** Provided information **
[BEGIN]
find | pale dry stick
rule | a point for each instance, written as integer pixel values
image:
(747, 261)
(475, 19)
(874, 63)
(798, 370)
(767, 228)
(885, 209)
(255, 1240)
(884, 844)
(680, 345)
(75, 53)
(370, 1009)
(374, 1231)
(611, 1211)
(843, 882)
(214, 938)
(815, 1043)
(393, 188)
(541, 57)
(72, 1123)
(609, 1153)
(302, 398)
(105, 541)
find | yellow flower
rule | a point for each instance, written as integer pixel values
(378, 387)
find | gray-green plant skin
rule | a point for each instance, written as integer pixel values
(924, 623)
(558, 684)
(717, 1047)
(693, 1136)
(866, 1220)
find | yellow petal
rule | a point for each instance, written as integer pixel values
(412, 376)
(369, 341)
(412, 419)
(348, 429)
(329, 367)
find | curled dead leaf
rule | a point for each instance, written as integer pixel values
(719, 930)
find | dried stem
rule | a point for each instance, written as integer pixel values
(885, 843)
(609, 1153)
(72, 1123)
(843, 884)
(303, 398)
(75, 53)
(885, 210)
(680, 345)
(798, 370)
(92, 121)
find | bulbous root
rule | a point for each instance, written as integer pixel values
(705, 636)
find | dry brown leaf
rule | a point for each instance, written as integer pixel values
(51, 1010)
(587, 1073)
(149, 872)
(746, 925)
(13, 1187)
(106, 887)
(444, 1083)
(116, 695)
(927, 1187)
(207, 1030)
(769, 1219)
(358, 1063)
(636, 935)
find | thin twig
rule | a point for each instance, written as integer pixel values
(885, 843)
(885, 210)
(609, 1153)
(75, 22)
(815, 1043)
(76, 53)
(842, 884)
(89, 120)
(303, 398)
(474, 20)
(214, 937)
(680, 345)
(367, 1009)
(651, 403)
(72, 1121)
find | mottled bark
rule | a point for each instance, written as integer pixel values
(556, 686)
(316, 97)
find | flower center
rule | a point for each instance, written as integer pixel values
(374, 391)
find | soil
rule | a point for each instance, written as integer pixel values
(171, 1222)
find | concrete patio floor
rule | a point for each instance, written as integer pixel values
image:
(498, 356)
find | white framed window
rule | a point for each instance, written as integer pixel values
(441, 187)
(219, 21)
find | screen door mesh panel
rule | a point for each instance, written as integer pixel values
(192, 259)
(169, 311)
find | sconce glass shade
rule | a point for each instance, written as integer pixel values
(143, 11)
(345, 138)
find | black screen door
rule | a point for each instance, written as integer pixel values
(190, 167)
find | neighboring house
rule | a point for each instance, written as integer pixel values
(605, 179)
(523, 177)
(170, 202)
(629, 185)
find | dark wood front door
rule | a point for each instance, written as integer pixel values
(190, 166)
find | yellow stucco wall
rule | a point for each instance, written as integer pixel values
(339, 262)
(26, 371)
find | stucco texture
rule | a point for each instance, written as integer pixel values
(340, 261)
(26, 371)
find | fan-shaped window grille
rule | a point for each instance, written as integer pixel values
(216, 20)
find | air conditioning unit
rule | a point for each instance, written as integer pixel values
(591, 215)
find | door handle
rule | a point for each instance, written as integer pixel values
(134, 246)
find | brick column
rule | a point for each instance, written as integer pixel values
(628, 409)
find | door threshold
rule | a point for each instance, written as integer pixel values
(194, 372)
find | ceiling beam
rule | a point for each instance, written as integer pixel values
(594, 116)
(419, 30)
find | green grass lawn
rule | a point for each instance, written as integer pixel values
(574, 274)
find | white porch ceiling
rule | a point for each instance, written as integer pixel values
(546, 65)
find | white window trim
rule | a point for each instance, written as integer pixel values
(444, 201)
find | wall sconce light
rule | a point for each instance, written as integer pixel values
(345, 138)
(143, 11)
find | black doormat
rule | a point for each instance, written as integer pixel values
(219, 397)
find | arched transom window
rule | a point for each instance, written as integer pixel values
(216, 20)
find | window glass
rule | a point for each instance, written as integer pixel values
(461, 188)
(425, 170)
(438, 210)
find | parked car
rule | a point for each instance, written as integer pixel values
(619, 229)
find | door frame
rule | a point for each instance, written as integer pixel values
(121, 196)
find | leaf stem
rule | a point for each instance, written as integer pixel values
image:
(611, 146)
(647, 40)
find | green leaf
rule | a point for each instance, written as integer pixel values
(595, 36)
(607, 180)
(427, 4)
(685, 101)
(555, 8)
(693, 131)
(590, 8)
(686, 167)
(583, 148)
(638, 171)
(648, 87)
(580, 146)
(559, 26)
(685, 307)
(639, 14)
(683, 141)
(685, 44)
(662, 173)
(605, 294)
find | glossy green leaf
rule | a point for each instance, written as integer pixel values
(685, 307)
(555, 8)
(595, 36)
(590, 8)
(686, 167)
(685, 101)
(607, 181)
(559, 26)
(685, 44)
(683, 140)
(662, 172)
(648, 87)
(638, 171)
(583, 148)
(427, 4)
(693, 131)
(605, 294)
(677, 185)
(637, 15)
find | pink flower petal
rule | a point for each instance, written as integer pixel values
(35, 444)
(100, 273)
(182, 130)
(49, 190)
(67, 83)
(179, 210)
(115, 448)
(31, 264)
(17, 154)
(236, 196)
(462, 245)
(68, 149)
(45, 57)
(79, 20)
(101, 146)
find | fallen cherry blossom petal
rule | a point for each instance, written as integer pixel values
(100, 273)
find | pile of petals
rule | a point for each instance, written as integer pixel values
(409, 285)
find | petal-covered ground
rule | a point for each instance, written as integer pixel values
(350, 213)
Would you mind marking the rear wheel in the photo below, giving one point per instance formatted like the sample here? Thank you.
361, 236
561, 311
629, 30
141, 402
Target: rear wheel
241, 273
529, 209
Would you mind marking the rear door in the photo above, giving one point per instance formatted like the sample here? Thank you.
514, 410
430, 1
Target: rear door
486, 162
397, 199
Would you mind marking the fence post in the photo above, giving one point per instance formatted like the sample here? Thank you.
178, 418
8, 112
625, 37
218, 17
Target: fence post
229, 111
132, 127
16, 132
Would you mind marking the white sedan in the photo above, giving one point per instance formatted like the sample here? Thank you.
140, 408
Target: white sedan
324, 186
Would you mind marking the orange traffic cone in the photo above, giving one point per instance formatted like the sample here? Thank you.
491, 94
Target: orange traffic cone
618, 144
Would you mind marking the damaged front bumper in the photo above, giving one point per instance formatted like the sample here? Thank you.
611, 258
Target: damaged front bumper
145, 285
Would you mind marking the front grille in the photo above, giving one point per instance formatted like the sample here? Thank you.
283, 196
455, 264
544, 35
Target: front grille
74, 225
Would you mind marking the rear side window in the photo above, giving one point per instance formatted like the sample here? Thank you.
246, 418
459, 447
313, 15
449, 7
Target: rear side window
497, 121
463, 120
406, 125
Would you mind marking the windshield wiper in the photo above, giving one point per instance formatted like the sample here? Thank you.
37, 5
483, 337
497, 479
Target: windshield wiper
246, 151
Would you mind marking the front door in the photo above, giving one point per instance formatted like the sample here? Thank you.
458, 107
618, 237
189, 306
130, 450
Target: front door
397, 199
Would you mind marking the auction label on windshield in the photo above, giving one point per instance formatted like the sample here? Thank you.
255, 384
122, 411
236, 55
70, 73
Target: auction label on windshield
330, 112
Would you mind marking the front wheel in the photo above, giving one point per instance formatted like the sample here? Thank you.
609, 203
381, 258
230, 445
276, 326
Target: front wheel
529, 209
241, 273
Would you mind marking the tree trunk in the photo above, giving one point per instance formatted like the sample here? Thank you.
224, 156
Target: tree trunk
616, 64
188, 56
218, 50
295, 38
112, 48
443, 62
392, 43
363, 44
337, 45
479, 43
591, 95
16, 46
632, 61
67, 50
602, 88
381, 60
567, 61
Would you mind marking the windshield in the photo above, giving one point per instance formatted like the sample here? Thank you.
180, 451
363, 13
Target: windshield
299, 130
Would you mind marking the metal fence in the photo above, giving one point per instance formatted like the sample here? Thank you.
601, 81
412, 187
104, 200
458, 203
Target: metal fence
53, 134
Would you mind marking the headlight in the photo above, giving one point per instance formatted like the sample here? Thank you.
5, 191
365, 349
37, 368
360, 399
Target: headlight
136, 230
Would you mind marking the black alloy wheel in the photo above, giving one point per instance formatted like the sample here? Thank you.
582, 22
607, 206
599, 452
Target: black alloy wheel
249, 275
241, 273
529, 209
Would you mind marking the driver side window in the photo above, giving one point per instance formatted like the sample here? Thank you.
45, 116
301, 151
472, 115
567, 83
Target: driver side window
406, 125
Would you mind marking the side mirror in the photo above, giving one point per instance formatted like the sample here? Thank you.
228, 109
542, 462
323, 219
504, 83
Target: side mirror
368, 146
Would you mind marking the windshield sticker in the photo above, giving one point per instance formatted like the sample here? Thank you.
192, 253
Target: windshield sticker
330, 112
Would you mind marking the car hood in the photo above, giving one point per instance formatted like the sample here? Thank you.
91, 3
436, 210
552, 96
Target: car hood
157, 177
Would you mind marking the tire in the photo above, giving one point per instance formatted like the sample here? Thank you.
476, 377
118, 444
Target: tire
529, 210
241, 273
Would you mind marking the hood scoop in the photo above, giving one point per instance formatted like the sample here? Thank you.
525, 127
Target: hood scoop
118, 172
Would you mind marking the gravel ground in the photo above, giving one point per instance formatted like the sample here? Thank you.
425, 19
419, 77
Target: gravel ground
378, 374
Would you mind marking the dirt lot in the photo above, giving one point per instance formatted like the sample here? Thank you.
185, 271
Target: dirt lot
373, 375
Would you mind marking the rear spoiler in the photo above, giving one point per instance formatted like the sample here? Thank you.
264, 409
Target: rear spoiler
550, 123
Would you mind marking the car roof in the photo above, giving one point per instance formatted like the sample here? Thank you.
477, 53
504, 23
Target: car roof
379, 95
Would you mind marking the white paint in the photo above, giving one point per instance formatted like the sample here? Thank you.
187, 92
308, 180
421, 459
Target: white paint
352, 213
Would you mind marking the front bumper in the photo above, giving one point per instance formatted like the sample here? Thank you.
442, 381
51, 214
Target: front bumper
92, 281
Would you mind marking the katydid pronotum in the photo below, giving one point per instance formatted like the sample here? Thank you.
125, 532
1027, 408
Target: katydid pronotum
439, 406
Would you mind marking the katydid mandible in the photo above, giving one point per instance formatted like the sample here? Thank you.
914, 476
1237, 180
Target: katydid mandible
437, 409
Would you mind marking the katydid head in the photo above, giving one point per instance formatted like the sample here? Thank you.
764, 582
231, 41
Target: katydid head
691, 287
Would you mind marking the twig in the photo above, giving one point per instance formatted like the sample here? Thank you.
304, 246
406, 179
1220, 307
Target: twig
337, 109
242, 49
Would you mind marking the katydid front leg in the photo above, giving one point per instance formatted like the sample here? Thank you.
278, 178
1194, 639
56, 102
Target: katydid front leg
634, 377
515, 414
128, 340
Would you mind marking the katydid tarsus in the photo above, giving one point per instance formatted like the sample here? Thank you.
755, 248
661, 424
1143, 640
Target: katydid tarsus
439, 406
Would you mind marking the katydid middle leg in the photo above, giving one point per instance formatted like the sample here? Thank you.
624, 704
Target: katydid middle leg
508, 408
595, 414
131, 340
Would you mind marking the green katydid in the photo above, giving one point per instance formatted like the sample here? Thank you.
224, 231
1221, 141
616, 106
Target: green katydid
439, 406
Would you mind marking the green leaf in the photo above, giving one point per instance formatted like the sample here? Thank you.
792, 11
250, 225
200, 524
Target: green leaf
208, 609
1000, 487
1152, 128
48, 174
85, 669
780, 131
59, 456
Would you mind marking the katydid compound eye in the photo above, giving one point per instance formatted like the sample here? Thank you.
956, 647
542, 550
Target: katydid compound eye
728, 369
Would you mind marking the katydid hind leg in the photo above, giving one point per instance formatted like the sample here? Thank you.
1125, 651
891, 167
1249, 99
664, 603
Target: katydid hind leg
[END]
** Job **
Please copy the lines from the one containing "Would you mind marking the katydid compound" through the end of the records above, changing "hind leg" to "rear leg" and leaving everything else the same.

** Completed exercise **
Would you mind marking the katydid compound eye in the photo above, giving one point per instance formatted like the sample here? Thank you.
956, 647
542, 550
Target: katydid compound eye
728, 369
Would you mind marking the katydid rear leg in the photo above, giving one point per instance formatted like the sample here? Thank you.
1125, 651
891, 167
1249, 99
664, 603
Target: katydid rear leg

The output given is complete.